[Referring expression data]
##########
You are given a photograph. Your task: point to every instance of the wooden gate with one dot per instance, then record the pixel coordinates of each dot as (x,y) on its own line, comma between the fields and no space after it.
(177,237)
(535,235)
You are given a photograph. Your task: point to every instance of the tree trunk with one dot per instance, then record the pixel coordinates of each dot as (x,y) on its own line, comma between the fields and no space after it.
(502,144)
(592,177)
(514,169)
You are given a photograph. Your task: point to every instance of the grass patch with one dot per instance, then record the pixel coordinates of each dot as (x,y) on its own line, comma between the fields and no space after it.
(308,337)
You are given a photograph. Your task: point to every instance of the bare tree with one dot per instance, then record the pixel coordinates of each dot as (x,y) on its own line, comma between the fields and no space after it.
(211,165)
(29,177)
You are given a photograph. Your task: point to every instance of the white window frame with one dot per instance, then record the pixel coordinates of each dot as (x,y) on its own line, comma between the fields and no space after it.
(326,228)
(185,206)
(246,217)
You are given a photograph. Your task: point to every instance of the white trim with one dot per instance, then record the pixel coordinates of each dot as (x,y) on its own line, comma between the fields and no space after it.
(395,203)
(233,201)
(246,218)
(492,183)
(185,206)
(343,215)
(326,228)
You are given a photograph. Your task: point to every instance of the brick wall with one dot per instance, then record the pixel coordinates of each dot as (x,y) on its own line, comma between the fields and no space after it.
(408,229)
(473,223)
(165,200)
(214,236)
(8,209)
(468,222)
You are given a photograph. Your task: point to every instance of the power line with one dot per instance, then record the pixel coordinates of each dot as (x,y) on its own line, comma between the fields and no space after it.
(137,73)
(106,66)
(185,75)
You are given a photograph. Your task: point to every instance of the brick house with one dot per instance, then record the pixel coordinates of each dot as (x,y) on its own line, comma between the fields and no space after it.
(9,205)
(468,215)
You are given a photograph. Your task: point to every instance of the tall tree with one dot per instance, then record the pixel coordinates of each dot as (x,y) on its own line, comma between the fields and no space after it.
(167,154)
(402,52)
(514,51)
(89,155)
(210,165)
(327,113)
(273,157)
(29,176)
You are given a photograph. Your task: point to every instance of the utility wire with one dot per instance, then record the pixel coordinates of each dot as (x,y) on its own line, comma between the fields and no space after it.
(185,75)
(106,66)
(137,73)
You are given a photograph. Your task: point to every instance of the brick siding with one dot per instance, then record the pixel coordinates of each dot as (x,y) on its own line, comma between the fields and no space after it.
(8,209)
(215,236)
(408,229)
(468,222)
##########
_What you have to do_
Each entry above is to be copied out exactly as written.

_Exercise result_
You are given a photograph. Your task: point to every instance of the wooden gate with one dot per instance, then record the pixel coordinates of each dot as (x,y) on its own line, comma between the fields and no space after it.
(177,237)
(535,235)
You are given a photograph. Your task: point to every instance of the tree trunk with one dot per instance, then record the pixel coordinates of each dot as (x,y) on its own line, comma between the fields and no space after it.
(502,144)
(592,177)
(514,169)
You are given a photograph. Your task: point to every instance of the grass patch with one dot per instance, then record the pixel coordinates of each dot as (x,y) on its own line, comma between the fields and no space after it.
(308,337)
You are given a photograph. Your task: point to every instance of the bare tree with one dot per instance, then record the pixel coordinates of each dot as (x,y) on its own line, comma between the fields and no space after it.
(211,165)
(29,177)
You are given a photograph. Your task: point to every instance of the white window frame with one dot per instance, then record the pixel coordinates of each dot as (x,y) on its own line, comma between the fields and no space after it.
(326,228)
(185,206)
(246,217)
You are given a photograph. Your task: point to every instance of the white trim with one dot per instance, then record the pixel coordinates of each dot as (x,y) on its own line, comma between the fields and no space after it.
(395,203)
(233,201)
(246,218)
(492,183)
(185,206)
(343,215)
(326,228)
You are given a photograph. Your task: point to every instance of the brick wall with one dot per instance, then record the pixel coordinates of each dot as (x,y) on its own line, comma between the fields and no space after it.
(408,229)
(473,223)
(165,200)
(214,236)
(8,209)
(468,222)
You are given a photograph. Your task: point to every instance of the power line with one dot per instance, then record the pixel coordinates of each dot as (x,y) on its own line, comma between the fields and no space after it.
(137,73)
(106,66)
(185,75)
You are given a photograph. Your task: point to every instance of the brick house with one dot per instance, then record the pixel coordinates of each dot as (x,y) on its own line, comma between the fields and no space after it.
(9,205)
(468,215)
You are given a photograph. Your task: point to every instance of the tall tree with one dot per instance, then record the pixel coordinates of each dot as (x,y) on its own line, comma between the fields and no space after it.
(167,154)
(402,52)
(514,51)
(89,155)
(210,165)
(327,113)
(273,157)
(29,176)
You are given a photograph. Your task: point to every instance of the utility wire with one dot per instance, then record the pixel coordinates of each dot as (x,y) on its own line, comma between the fields and no space after it.
(185,75)
(106,66)
(137,73)
You are given a photograph. Your task: point to every instance of the brick siding with one dot per instance, then record the pixel coordinates of each dot as (x,y) on its own line, comma between the fields and no space after it.
(8,209)
(215,236)
(408,229)
(468,222)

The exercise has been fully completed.